■ What you need to do:
Retype the listing exactly, starting with the line that contains "Please return the segmentation of every instance of the car" and going on through the line that contains "[[[1407,780],[1392,532],[684,522],[646,557],[637,788]]]", and leave the pictures out of your answer.

■ Dataset records:
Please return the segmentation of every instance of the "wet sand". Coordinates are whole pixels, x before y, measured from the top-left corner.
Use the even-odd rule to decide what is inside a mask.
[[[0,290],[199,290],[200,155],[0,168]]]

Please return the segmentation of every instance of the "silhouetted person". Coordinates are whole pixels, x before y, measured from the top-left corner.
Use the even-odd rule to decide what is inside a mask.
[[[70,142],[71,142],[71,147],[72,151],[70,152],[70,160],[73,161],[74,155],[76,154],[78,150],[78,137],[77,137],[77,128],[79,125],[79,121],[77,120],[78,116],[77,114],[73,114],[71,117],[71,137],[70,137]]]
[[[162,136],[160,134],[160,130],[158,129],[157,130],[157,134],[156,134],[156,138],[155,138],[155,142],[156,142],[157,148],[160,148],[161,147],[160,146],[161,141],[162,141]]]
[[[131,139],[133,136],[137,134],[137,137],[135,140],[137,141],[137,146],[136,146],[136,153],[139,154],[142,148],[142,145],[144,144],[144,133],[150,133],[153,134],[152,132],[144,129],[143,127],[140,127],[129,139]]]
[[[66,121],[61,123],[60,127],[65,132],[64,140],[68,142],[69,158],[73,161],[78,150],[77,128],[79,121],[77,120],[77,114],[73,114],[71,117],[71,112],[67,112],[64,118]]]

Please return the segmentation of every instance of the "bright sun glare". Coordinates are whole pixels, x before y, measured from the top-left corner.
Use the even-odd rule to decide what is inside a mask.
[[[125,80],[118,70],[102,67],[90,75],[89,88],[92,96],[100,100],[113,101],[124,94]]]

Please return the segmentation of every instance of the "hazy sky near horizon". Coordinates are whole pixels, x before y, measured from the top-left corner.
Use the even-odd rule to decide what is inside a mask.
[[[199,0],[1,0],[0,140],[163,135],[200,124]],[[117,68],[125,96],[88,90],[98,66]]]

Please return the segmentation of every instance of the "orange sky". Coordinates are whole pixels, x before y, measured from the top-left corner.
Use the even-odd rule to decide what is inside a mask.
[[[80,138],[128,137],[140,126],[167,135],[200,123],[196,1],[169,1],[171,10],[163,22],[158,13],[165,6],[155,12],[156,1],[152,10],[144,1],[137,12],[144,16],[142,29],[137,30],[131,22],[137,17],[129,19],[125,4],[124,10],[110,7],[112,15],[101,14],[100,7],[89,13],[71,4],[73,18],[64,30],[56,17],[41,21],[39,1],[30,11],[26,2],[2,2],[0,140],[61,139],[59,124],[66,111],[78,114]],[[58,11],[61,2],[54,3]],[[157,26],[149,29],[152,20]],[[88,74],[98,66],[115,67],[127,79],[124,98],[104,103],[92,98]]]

---

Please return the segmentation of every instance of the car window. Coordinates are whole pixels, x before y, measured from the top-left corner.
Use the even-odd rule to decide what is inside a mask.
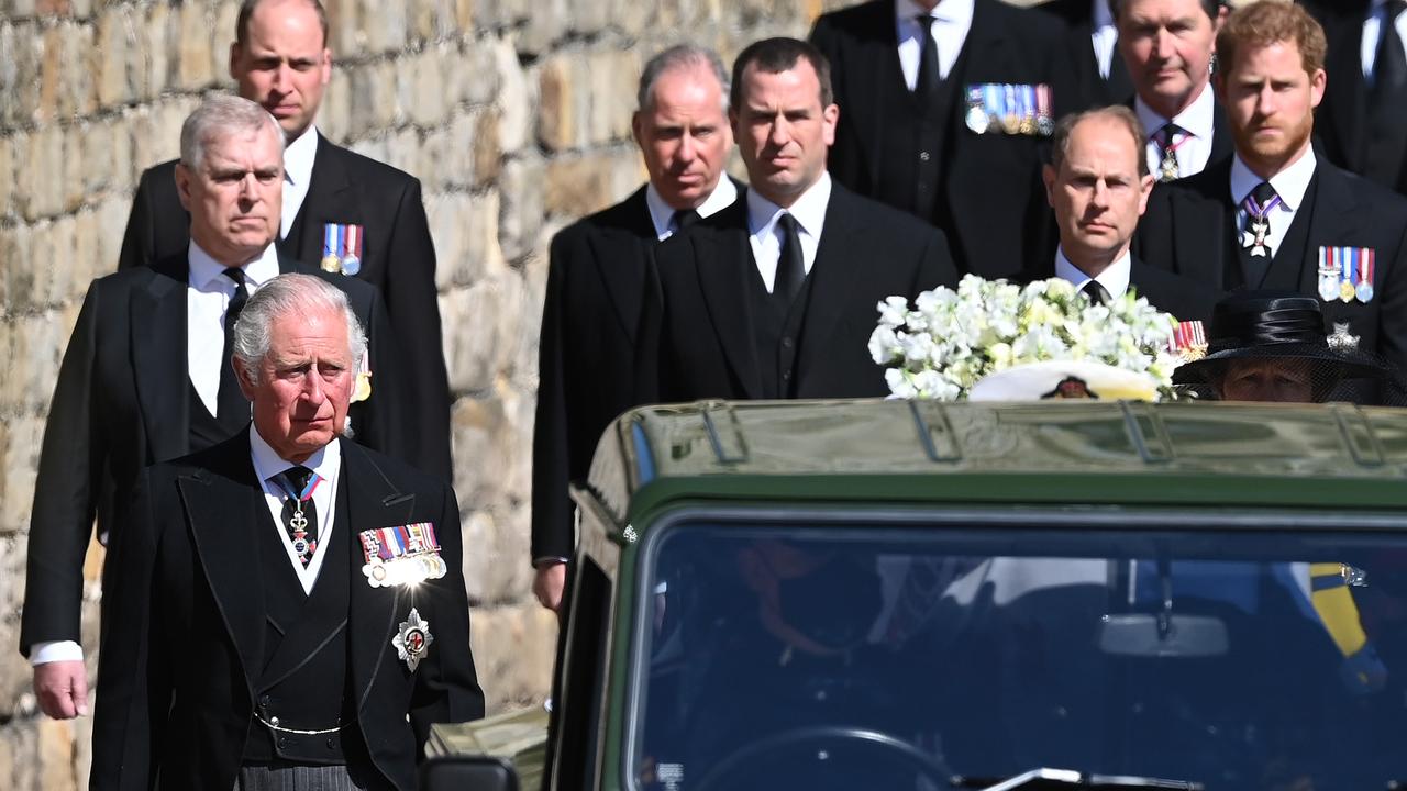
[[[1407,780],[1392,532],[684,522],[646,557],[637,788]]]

■ Solution to this problem:
Please return the segmentation of every instance of the car window. Coordinates are whole pixels, x before y, measured from the top-left corner.
Use the even-odd rule to decide what is inside a mask.
[[[1407,780],[1392,532],[684,522],[646,557],[637,788]]]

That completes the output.